§ **Problem details**: Collect every line in the records below that contains the word "each", copying those lines in full.

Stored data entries
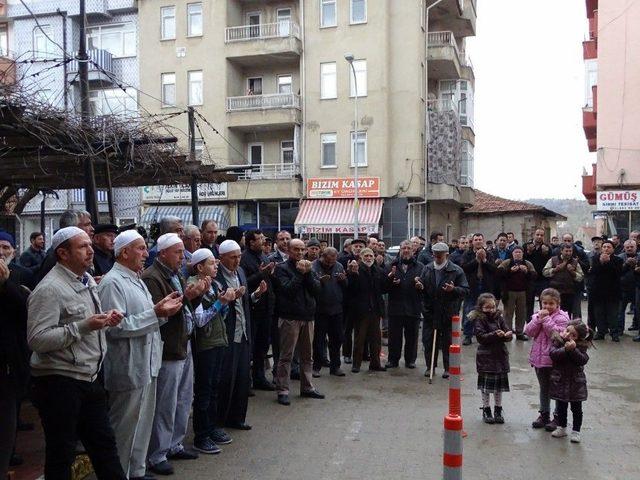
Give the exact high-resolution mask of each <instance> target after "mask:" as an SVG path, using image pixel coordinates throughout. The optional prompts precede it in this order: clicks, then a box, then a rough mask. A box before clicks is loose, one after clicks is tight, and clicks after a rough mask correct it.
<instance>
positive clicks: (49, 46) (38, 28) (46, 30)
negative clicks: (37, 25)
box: [33, 25, 56, 58]
mask: <svg viewBox="0 0 640 480" xmlns="http://www.w3.org/2000/svg"><path fill="white" fill-rule="evenodd" d="M52 35H53V29H52V28H51V25H42V28H40V27H36V28H34V29H33V56H34V58H53V57H55V52H56V46H55V45H54V44H53V42H52V41H51V40H49V39H50V38H52Z"/></svg>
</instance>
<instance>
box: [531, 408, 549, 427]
mask: <svg viewBox="0 0 640 480" xmlns="http://www.w3.org/2000/svg"><path fill="white" fill-rule="evenodd" d="M547 423H549V412H540V415H539V416H538V418H536V419H535V420H534V421H533V423H532V424H531V426H532V427H533V428H543V427H544V426H545V425H546V424H547Z"/></svg>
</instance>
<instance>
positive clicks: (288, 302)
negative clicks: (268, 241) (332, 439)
mask: <svg viewBox="0 0 640 480" xmlns="http://www.w3.org/2000/svg"><path fill="white" fill-rule="evenodd" d="M304 250H305V247H304V242H303V241H302V240H299V239H295V240H291V242H290V243H289V259H288V260H287V261H286V262H284V263H280V264H278V265H277V266H276V271H275V275H276V288H277V301H278V315H279V319H278V328H279V330H280V358H279V359H278V367H277V375H276V390H277V392H278V403H280V404H281V405H289V404H290V401H289V375H290V370H291V359H292V358H293V352H294V350H295V349H296V346H297V347H298V352H299V354H300V368H301V370H302V372H301V375H300V396H302V397H309V398H324V395H322V394H320V393H319V392H318V391H317V390H316V389H315V387H314V386H313V383H312V349H311V346H312V342H313V320H314V315H315V312H316V297H317V296H318V294H319V293H320V281H319V280H318V278H317V277H316V275H315V274H314V273H313V272H312V271H311V262H310V261H308V260H304Z"/></svg>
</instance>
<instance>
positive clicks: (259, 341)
mask: <svg viewBox="0 0 640 480" xmlns="http://www.w3.org/2000/svg"><path fill="white" fill-rule="evenodd" d="M271 322H272V319H271V318H269V317H267V314H266V312H260V311H258V312H251V335H252V337H253V341H252V343H251V347H252V351H251V359H252V361H253V363H252V368H251V374H252V378H253V379H254V380H266V378H265V375H264V363H265V360H266V358H267V354H268V353H269V342H270V340H271Z"/></svg>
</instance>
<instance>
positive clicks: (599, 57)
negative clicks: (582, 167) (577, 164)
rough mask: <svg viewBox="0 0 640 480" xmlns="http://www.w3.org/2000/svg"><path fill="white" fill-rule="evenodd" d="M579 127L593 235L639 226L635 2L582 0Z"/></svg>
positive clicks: (638, 52) (638, 44)
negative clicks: (597, 232) (583, 38)
mask: <svg viewBox="0 0 640 480" xmlns="http://www.w3.org/2000/svg"><path fill="white" fill-rule="evenodd" d="M586 9H587V19H588V21H589V39H588V40H586V41H585V42H584V43H583V53H584V60H585V72H586V74H585V78H586V99H585V107H584V108H583V127H584V131H585V136H586V138H587V144H588V148H589V151H591V152H597V162H596V163H595V164H594V165H593V170H592V172H590V173H587V172H585V174H584V175H583V194H584V196H585V197H586V198H587V200H588V201H589V203H591V204H592V205H595V206H596V213H595V216H596V219H597V221H596V226H597V228H598V234H601V233H608V234H610V235H613V234H618V235H621V236H622V237H628V235H629V233H630V232H631V231H632V230H640V134H639V133H638V128H637V126H638V125H640V90H639V89H638V86H639V85H640V62H638V61H637V59H638V58H640V5H639V4H637V3H631V4H630V3H629V2H626V1H624V0H607V1H600V2H599V1H598V0H586Z"/></svg>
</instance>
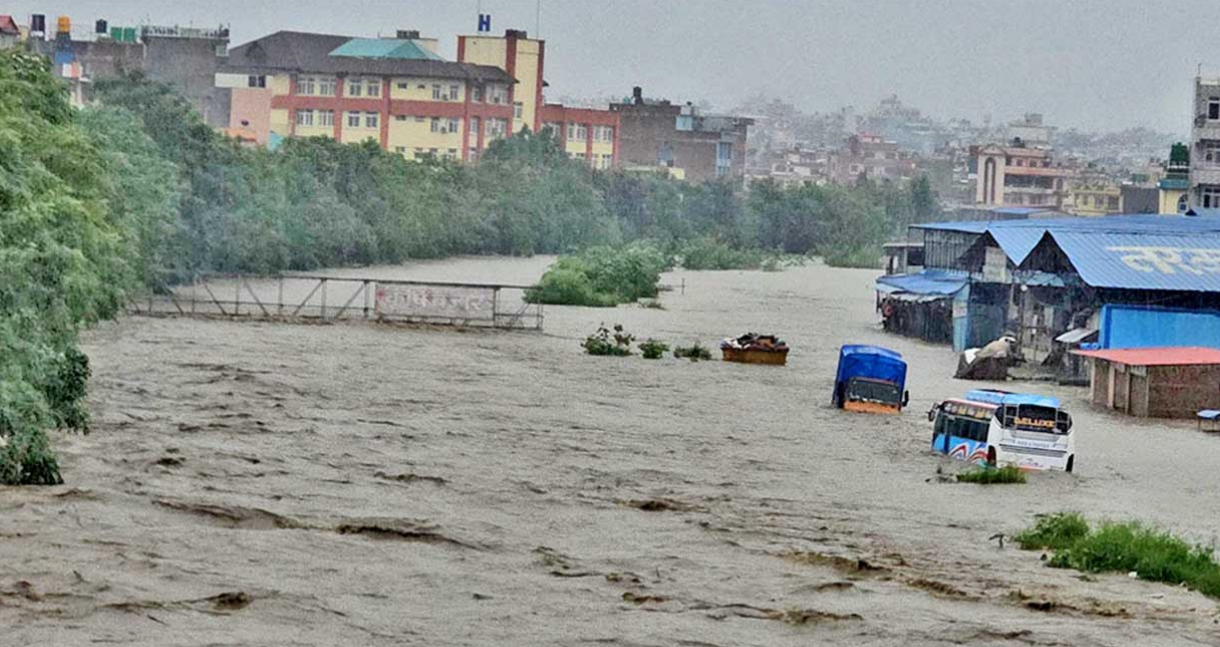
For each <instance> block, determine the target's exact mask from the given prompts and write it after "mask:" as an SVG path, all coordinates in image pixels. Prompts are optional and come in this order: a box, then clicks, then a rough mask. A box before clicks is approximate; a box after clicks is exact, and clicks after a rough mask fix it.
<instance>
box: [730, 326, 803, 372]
mask: <svg viewBox="0 0 1220 647" xmlns="http://www.w3.org/2000/svg"><path fill="white" fill-rule="evenodd" d="M720 352H721V356H722V359H723V360H725V361H742V363H745V364H771V365H777V366H782V365H784V364H787V363H788V344H786V343H783V339H781V338H778V337H776V336H775V334H758V333H754V332H748V333H745V334H743V336H741V337H732V338H728V339H725V341H722V342H720Z"/></svg>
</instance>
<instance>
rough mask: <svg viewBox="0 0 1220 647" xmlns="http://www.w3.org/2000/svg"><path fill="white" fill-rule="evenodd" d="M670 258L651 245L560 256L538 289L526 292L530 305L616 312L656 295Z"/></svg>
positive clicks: (604, 249) (594, 249) (621, 247)
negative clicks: (635, 300) (577, 308)
mask: <svg viewBox="0 0 1220 647" xmlns="http://www.w3.org/2000/svg"><path fill="white" fill-rule="evenodd" d="M670 266H671V262H670V259H669V256H666V255H665V254H662V253H661V251H660V250H659V249H658V248H656V247H655V245H653V244H650V243H632V244H630V245H626V247H619V248H609V247H597V248H590V249H587V250H584V251H583V253H582V254H581V255H578V256H560V259H559V260H556V261H555V262H554V264H551V266H550V267H548V269H547V273H544V275H543V277H542V280H540V281H539V282H538V284H537V286H533V287H531V288H529V289H527V291H526V297H525V298H526V302H527V303H543V304H549V305H584V306H593V308H612V306H615V305H619V304H620V303H631V302H634V300H638V299H643V298H645V297H655V295H656V289H658V288H656V283H658V282H659V281H660V280H661V272H664V271H665V270H667V269H669V267H670Z"/></svg>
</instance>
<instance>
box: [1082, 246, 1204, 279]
mask: <svg viewBox="0 0 1220 647" xmlns="http://www.w3.org/2000/svg"><path fill="white" fill-rule="evenodd" d="M1105 249H1107V250H1109V251H1118V253H1120V254H1121V255H1122V256H1121V258H1122V262H1124V264H1126V266H1127V267H1131V269H1132V270H1136V271H1139V272H1160V273H1166V275H1171V273H1177V272H1183V273H1191V275H1194V276H1203V275H1204V273H1220V250H1218V249H1198V248H1180V247H1108V248H1105Z"/></svg>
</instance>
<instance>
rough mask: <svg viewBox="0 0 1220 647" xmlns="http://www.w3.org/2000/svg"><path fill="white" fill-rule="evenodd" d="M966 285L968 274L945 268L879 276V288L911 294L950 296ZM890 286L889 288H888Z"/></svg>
mask: <svg viewBox="0 0 1220 647" xmlns="http://www.w3.org/2000/svg"><path fill="white" fill-rule="evenodd" d="M965 286H966V276H965V275H960V273H953V272H947V271H944V270H924V271H922V272H919V273H914V275H891V276H881V277H877V288H878V289H882V291H883V292H905V293H910V294H937V295H944V297H949V295H953V294H956V293H958V291H960V289H961V288H963V287H965ZM886 288H889V289H886Z"/></svg>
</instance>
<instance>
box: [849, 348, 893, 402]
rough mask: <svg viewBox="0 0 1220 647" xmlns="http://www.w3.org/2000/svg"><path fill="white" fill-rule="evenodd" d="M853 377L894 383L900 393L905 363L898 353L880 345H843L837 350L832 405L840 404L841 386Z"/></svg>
mask: <svg viewBox="0 0 1220 647" xmlns="http://www.w3.org/2000/svg"><path fill="white" fill-rule="evenodd" d="M853 377H869V378H872V380H885V381H887V382H894V383H895V385H898V388H899V391H902V389H903V387H904V385H905V383H906V363H905V361H903V356H902V355H900V354H899V353H895V352H893V350H891V349H888V348H881V347H880V345H856V344H849V345H844V347H843V348H841V349H839V366H838V374H837V375H836V376H834V404H841V396H839V391H841V385H844V383H847V381H848V380H850V378H853Z"/></svg>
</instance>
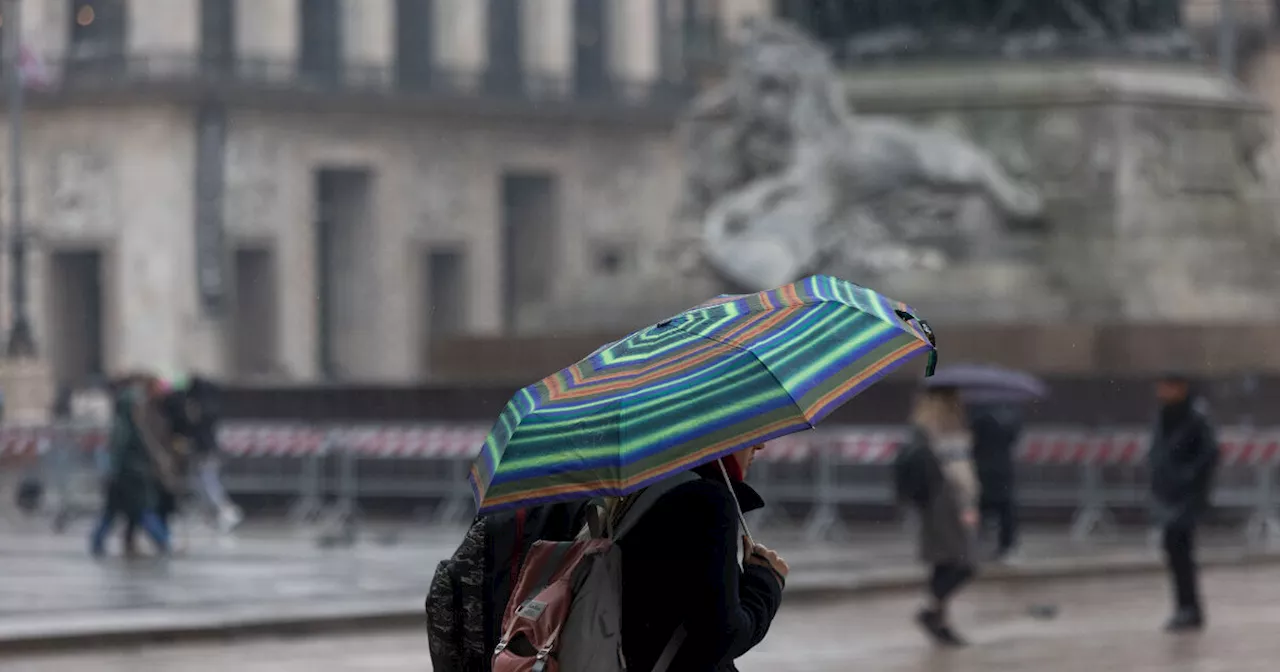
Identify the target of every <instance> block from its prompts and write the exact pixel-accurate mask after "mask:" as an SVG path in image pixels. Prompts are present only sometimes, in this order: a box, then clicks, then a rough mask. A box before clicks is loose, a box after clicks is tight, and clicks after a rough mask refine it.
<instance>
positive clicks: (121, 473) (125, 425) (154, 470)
mask: <svg viewBox="0 0 1280 672" xmlns="http://www.w3.org/2000/svg"><path fill="white" fill-rule="evenodd" d="M146 397H147V390H146V387H145V384H143V383H142V381H141V380H140V379H137V378H134V379H131V380H128V381H125V383H124V384H122V385H120V387H119V388H118V393H116V396H115V403H114V413H113V417H111V433H110V439H109V442H110V448H109V449H110V453H111V468H110V475H109V479H108V485H106V503H105V507H104V508H102V513H101V516H100V517H99V521H97V525H95V527H93V532H92V535H91V538H90V550H91V553H92V554H93V556H95V557H101V556H102V554H104V553H105V550H106V549H105V544H106V538H108V535H109V534H110V532H111V527H113V526H114V525H115V520H116V517H119V516H124V517H125V518H133V520H137V521H138V524H140V525H141V526H142V529H143V530H146V532H147V534H148V535H150V536H151V539H152V541H155V545H156V548H157V549H160V552H161V553H168V552H169V530H168V529H166V527H165V525H164V522H163V521H161V520H160V517H159V516H157V515H156V508H157V506H159V494H157V492H156V479H157V471H156V470H157V468H160V467H163V466H159V465H156V460H157V447H155V445H151V442H152V440H154V439H152V438H151V436H150V435H148V434H147V426H146V419H145V415H146V403H147V401H146Z"/></svg>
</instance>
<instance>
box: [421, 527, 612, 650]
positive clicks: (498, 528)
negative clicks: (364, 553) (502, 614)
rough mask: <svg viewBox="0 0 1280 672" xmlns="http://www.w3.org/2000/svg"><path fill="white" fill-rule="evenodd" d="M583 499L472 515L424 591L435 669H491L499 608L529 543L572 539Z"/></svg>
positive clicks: (527, 552) (499, 608)
mask: <svg viewBox="0 0 1280 672" xmlns="http://www.w3.org/2000/svg"><path fill="white" fill-rule="evenodd" d="M588 506H589V504H588V503H586V502H568V503H557V504H545V506H540V507H530V508H521V509H516V511H504V512H499V513H493V515H488V516H476V518H475V520H474V521H472V522H471V527H470V529H468V530H467V532H466V535H465V536H463V539H462V543H461V544H460V545H458V548H457V550H454V552H453V556H452V557H449V558H448V559H445V561H442V562H440V564H439V566H438V567H436V570H435V575H434V576H433V577H431V585H430V589H429V590H428V594H426V604H425V607H426V636H428V644H429V645H430V653H431V668H433V669H435V671H436V672H489V671H490V664H492V660H493V649H494V646H495V645H497V643H498V628H499V626H500V625H502V614H503V613H504V611H506V608H507V600H508V599H509V598H511V590H512V588H513V586H515V584H516V579H517V577H518V573H520V566H521V563H522V562H524V558H525V556H526V554H527V553H529V548H530V547H531V545H532V544H534V541H536V540H539V539H549V540H556V541H562V540H570V539H573V536H575V535H576V534H577V532H579V530H581V529H582V525H584V524H585V521H586V509H588Z"/></svg>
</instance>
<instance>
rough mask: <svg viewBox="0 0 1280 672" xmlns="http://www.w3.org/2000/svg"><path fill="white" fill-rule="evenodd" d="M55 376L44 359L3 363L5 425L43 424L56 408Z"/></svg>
mask: <svg viewBox="0 0 1280 672" xmlns="http://www.w3.org/2000/svg"><path fill="white" fill-rule="evenodd" d="M54 387H55V385H54V374H52V370H51V369H50V367H49V364H47V362H46V361H45V360H41V358H33V360H0V389H3V390H4V406H5V410H4V421H5V422H6V424H42V422H47V421H49V420H50V416H51V415H52V413H51V411H52V406H54V394H55V390H54Z"/></svg>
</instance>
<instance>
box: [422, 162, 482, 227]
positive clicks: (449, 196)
mask: <svg viewBox="0 0 1280 672" xmlns="http://www.w3.org/2000/svg"><path fill="white" fill-rule="evenodd" d="M468 156H470V152H468V148H467V145H465V143H463V142H462V141H456V140H445V138H443V137H440V138H433V140H431V141H430V142H429V143H424V146H422V147H420V148H419V151H417V173H416V174H417V184H419V186H420V187H421V188H417V189H415V196H413V197H415V198H416V200H417V204H416V205H417V212H419V218H420V223H421V227H422V230H421V233H424V234H428V236H433V234H439V233H440V232H451V233H452V232H456V230H457V229H458V228H460V227H462V225H463V223H465V221H466V219H467V205H466V204H467V191H468V188H470V184H471V183H472V178H471V177H470V175H468V173H467V172H468V170H470V169H471V166H472V163H471V161H470V160H468Z"/></svg>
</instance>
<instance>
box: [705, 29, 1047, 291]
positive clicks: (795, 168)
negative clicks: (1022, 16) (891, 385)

§ **Exercise solution**:
Give the exact high-resolution mask of each <instance> target after "mask:" as an SVG path, using image pixel coordinates throughout. The optional prompts precede it in this order: clicks, then a box, then a rough mask. A box before clicks is loose, one after clicks is tight, and clicks after a rough mask correct it.
For each <instance> block, determine the target's exact mask from the given prompts and write it after "mask:" as an SVG path, all coordinates in image pixels. Prompts are optional and come in this order: a box, then clicks, then a rough mask. A box before clicks is approximate; a box after clicks is exact, and clicks after a rough mask fix it.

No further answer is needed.